**READING PASSAGE:**
----

I am so excited to be writing this blog post right now! I haven't had a really good adventure to write about in quite some time, so this is extra exciting. This weekend I ventured out of Seoul into the real Korean countryside and had a blast doing so!
Last week, I saw that a MeetUp was going to the Muju Firefly Festival, and I thought it looked interesting. However, they were going on a Sunday just for the one day, and I had prior obligations. I wouldn't be able to make it. But I told my friend Romeo about it, and he suggested that we try to make it happen on Saturday. After a bit of planning and staring at a map, we figured out a way to make it work (he was going to be in the south part of the country prior to, so we were going to have to meet there).
So, Friday night I was making my preparations and after extensive time searching the internet, looking at bus timetables, and otherwise gathering tons of information, I felt like I had my head around the situation. Then, Romeo calls me and tells me that he might be late due to a flat tire and other unforeseen circumstances. So, I have to reevaluate my bus times.
Since I was finding conflicting information online anyway, Romeo suggested that I call this tourist information hotline for foreigners in Korea. I was actually pretty nervous to call at first, but I sucked it up and dialed. (For anyone reading this who might ever need the number, from a Korean phone, dial 021330) The woman who answered the phone was incredibly nice. I asked her for the departure times for the buses to Muju. She told me they left at 7:40, 9:20, and 10:40. Since they take about 3.5 hours to get to Muju, factoring in the time Romeo was planning to arrive in Muju, I decided to plan to take the 10:40 bus.
The next morning, bright and early, I got up and got ready for my day of adventure. I made a few pitstops and made it to the Nambu Bus Terminal at around 10:15am. I went to the ticketing window and after sheepishly saying "Muju" in my best attempt at a Korean accent, the woman shows me the screen. It says 1:40, not 10:40. I give her a questioning look, point to my watch, and ask 10:40? She makes the usual x with her fingers to indicate no. I asked "Sold out?" And she nodded. DAMN!
I bought the 1:40 ticket, but that was 3 hours away, plus 3.5 on the bus, I wouldn't arrive until after 5pm! I sat down and called Romeo. He ingeniously suggested I look into taking a bus from Seoul to Daejon (another larger city south of Seoul), then transferring to a bus to Muju from there. I called the tourist help line again, and asked about this option. The sweet lady looked up all the bus times and terminals and helped me plan the best route.
Basically, I needed to go to a different bus terminal (thankfully only about 15 minutes away from my current location), and buses depart for Daejon every 10 minutes. Once I got to Daejon, buses left every 40 minutes for Muju. I decided this would be a much quicker option, although I was hesitant with transferring buses part way. I returned my ticket for the Muju direct bus, and headed to Express Bus Terminal on the subway.

----

**DATASET ENTRIES:**

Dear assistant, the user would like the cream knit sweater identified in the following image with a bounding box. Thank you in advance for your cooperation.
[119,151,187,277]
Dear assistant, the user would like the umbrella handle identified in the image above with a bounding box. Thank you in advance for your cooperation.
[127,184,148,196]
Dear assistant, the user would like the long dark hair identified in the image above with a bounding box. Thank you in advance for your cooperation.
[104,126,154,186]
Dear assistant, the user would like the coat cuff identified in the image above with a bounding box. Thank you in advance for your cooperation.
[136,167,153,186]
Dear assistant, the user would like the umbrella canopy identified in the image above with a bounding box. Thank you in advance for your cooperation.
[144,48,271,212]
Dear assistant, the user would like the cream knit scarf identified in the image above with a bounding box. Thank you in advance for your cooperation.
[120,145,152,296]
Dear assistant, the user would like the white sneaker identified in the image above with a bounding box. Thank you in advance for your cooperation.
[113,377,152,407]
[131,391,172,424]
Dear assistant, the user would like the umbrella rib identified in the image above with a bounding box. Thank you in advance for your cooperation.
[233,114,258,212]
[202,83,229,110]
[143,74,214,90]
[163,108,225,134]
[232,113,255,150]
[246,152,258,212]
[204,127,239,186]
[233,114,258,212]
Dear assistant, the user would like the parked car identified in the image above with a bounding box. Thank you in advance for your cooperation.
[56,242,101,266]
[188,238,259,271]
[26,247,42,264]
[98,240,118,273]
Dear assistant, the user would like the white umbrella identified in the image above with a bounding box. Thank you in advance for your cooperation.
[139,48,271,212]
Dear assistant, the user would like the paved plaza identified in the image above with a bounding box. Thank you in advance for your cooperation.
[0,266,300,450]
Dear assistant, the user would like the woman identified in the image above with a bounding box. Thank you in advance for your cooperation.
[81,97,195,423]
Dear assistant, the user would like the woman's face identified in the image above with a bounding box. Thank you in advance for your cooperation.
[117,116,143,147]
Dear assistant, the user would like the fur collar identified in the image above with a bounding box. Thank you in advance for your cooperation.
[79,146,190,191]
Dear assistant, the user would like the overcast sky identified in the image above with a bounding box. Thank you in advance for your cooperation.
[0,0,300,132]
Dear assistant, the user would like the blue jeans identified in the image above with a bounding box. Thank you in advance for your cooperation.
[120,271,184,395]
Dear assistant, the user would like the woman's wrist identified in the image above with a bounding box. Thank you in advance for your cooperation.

----

**SHORT PROBLEM A:**
In the blog post about the trip to the Muju Firefly Festival, what departure times for buses to Muju did the hotline worker give?
**SHORT PROBLEM B:**
Repeat the part of the blog post about the Muju Firefly Festival trip, starting with "Last week, I" and going on through "my bus times.".

**COMPLETE RESPONSE A:**
7:40, 9:20, and 10:40.

**COMPLETE RESPONSE B:**
Last week, I saw that a MeetUp was going to the Muju Firefly Festival, and I thought it looked interesting. However, they were going on a Sunday just for the one day, and I had prior obligations. I wouldn't be able to make it. But I told my friend Romeo about it, and he suggested that we try to make it happen on Saturday. After a bit of planning and staring at a map, we figured out a way to make it work (he was going to be in the south part of the country prior to, so we were going to have to meet there).
So, Friday night I was making my preparations and after extensive time searching the internet, looking at bus timetables, and otherwise gathering tons of information, I felt like I had my head around the situation. Then, Romeo calls me and tells me that he might be late due to a flat tire and other unforeseen circumstances. So, I have to reevaluate my bus times.